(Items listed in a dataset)
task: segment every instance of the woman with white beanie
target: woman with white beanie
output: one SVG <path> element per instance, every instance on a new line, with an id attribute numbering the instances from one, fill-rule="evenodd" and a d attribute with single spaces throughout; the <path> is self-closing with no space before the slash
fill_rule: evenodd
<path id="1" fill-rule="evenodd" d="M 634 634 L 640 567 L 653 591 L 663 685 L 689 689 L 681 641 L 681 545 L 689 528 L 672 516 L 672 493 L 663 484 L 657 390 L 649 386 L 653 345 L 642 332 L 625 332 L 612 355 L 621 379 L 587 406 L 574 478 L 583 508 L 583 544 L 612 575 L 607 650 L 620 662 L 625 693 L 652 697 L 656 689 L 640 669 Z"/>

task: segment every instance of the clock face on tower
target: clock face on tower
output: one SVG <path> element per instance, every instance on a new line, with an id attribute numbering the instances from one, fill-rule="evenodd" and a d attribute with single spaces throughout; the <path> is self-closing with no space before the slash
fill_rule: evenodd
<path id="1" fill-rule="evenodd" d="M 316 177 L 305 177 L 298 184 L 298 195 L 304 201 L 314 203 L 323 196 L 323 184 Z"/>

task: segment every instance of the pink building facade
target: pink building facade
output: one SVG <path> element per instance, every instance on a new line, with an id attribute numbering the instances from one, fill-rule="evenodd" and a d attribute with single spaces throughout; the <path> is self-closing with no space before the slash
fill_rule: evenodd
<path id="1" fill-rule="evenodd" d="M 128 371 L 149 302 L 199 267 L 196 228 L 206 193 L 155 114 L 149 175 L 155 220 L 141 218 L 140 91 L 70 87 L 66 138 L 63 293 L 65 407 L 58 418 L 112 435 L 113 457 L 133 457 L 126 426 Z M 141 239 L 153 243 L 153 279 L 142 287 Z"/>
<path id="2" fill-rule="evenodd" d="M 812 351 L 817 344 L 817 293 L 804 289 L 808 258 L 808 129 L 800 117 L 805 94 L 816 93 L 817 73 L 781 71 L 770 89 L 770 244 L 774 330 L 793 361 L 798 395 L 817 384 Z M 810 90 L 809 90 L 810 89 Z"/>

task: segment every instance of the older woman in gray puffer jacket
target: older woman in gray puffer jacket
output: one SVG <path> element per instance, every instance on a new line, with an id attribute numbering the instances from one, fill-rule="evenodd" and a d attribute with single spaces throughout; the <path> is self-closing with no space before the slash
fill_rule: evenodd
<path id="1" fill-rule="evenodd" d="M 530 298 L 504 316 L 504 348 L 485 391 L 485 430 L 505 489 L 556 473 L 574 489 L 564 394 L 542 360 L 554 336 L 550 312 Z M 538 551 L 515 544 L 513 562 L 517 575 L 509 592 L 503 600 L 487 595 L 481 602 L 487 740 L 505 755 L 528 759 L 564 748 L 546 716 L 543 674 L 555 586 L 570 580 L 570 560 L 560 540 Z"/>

# What is being asked
The required output is the span of lines from the one containing "task: segment every instance of the older" to the last line, reproduced character for character.

# Final answer
task: segment every instance of the older woman in gray puffer jacket
target: older woman in gray puffer jacket
output: one SVG <path> element per instance, every instance on a new line, with an id attribute numbering the instances from one, fill-rule="evenodd" and a d attribute with single spaces throughout; the <path> is self-closing with no space before the slash
fill_rule: evenodd
<path id="1" fill-rule="evenodd" d="M 530 298 L 504 316 L 504 348 L 485 391 L 485 430 L 505 489 L 556 473 L 574 489 L 564 394 L 542 360 L 554 336 L 550 312 Z M 538 551 L 515 544 L 513 562 L 517 575 L 509 592 L 503 600 L 487 595 L 481 602 L 487 740 L 505 755 L 528 759 L 564 748 L 546 716 L 543 674 L 555 586 L 570 580 L 570 560 L 560 540 Z"/>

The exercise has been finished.